How does artificial intelligence learn? - Briana Brownell
Today, artificial intelligence helps
doctors diagnose patients,
pilots fly commercial aircraft,
and city planners predict traffic.
But no matter what these AIs are doing,
the computer scientists who designed them
likely don’t know exactly
how they’re doing it.
This is because artificial intelligence
is often self-taught,
working off a simple set of instructions
to create a unique array
of rules and strategies.
So how exactly does a machine learn?
There are many different ways
to build self-teaching programs.
But they all rely on the three
basic types of machine learning:
unsupervised learning, supervised
learning, and reinforcement learning.
To see these in action,
let’s imagine researchers are trying
to pull information
from a set of medical data containing
thousands of patient profiles.
First up, unsupervised learning.
This approach would be ideal
for analyzing all the profiles
to find general similarities
and useful patterns.

_Collected material_
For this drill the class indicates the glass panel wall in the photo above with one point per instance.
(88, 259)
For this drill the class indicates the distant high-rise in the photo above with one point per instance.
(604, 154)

_List of tasks_
a - Check each statement against the excerpt on machine learning, and answer yes or no to each, quoting the words from the excerpt that decide it: (i) AI helps pilots fly commercial aircraft. (ii) The computer scientists who design AIs usually know exactly how the AIs do their work. (iii) There are four basic types of machine learning.
b - Write out the part of the excerpt on machine learning starting with "This is because" and going on through "build self-teaching programs.".
The listing comes from a different source than the excerpt on machine learning.

_Answers for the exercise_
a -
(i) Yes: "pilots fly commercial aircraft"
(ii) No: "likely don’t know exactly"
(iii) No: "the three basic types of machine learning"

b -
This is because artificial intelligence
is often self-taught,
working off a simple set of instructions
to create a unique array
of rules and strategies.
So how exactly does a machine learn?
There are many different ways
to build self-teaching programs.